» **Estratto fornito**:
++++++++++++++++++++

La sconcertante “verità” di Frontex si colloca in un più ampio dibattito riguardo la delicata questione dell’immigrazione sollevata dai membri dell’Unione Europea, che non intende abbassare i toni e decide recentemente, attraverso la diffusione di un video ufficiale del Consiglio d’Europa, di certificare l’approccio di chiusura dei confini anche ai migranti aventi diritto (che siano le maniere forti del “a mali estremi, estremi rimedi” la risposta di contro allo spettro di una vittoria del fronte euroscettico?).

L’aiuto senza secondi fini e l’opinione della società.

La risposta delle ong ovviamente non si fa attendere troppo: alcune tra le più grandi associazioni umanitarie a livello internazionale infatti, dalla Croce Rossa a Medici Senza Frontiere, non solo smentiscono totalmente la parte del rapporto che riguarderebbe i presunti legami illeciti, ma parlano di una vera e propria “aggressione politica” nei confronti degli operatori che continuano a lavorare nonostante la “deregolamentazione selvaggia” dell’Unione Europea.

A farsi poi portavoce infervorato di chi sceglie di rimanere nel silenzio è Mussie Zerai, candidato al premio Nobel per la pace 2015, la cui storia di vita è in un certo modo baluardo esemplare dell’associazionismo oltre i confini socio-culturali. Mussie, sacerdote eritreo rifugiato in Italia 25 anni fa, nell’ultimo decennio è stato punto di riferimento per migliaia di migranti che lo chiamano chiedendo aiuto dalle carceri della Libia.

Mussie rivendica il ruolo svolto dalle tante ong nel mediterraneo che si occupano oltretutto di porre un freno al far west in atto nella gestione dell’emergenza. Tra gli spari dei trafficanti e gli abbordaggi della guardia costiera libica (come è successo per esempio a Medici senza frontiere), tra i tempi di salvataggio che a volte rischiano di essere eccessivamente lunghi e le numerose omissioni di soccorso che portano alla catastrofe infatti, la situazione necessita di un’attento monitoraggio e coordinamento.

“La verità, nient’altro che la verità”.

++++++++++++++++++++

» **Voci del dataset**:
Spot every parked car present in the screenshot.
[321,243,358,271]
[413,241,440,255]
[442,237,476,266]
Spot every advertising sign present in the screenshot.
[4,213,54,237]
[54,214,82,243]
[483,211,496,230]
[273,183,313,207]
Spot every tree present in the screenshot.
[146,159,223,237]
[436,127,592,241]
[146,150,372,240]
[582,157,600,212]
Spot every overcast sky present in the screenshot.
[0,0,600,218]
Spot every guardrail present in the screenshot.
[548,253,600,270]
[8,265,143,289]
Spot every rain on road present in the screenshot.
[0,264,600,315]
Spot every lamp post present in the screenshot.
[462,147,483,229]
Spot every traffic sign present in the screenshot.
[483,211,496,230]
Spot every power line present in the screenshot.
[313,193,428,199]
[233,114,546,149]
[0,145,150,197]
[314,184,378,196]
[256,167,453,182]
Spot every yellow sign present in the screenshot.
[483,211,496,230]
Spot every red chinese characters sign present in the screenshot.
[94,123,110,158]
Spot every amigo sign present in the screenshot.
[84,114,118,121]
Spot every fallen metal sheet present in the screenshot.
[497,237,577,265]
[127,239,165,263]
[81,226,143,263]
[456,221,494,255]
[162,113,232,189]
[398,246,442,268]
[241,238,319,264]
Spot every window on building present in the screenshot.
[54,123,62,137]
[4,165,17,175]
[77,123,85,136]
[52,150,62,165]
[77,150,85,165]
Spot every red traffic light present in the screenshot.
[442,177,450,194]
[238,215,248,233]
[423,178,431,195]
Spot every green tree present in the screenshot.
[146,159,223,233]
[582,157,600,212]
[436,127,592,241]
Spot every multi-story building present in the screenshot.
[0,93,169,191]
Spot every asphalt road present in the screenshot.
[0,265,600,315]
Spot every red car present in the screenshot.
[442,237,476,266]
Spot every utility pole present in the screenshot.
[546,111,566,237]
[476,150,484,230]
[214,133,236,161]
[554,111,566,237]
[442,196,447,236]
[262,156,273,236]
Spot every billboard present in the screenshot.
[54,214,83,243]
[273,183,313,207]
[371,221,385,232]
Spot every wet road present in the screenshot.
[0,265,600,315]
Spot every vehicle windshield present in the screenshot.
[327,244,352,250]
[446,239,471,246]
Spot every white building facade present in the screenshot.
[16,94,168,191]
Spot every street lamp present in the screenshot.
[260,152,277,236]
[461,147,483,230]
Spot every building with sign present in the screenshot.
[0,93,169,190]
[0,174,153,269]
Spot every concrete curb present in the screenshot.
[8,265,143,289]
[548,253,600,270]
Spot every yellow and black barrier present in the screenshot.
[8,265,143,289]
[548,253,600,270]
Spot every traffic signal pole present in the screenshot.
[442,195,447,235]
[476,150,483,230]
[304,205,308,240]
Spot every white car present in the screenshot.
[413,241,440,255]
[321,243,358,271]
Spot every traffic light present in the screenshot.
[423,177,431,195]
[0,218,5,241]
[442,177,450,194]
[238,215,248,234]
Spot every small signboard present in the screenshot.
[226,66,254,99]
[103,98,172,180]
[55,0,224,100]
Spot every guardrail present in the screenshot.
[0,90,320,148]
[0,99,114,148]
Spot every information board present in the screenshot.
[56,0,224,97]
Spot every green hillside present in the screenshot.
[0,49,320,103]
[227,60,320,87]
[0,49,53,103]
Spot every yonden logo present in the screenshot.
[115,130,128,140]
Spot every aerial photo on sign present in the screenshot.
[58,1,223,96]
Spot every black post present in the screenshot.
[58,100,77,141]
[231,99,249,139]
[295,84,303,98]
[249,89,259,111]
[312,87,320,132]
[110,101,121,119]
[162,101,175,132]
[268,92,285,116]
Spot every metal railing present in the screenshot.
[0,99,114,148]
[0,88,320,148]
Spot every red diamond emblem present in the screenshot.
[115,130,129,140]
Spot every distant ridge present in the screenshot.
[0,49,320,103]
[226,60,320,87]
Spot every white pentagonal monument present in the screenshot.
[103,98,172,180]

++++++++++++++++++++

» **Il suo compito**: Trascriva senza alcuna modifica il passo dell'estratto sull'immigrazione che va da "A farsi poi" fino a "carceri della Libia.", entrambi inclusi. Le righe riportate non hanno alcuna attinenza con l'estratto sull'immigrazione.

» **Soluzione proposta**:
A farsi poi portavoce infervorato di chi sceglie di rimanere nel silenzio è Mussie Zerai, candidato al premio Nobel per la pace 2015, la cui storia di vita è in un certo modo baluardo esemplare dell’associazionismo oltre i confini socio-culturali. Mussie, sacerdote eritreo rifugiato in Italia 25 anni fa, nell’ultimo decennio è stato punto di riferimento per migliaia di migranti che lo chiamano chiedendo aiuto dalle carceri della Libia.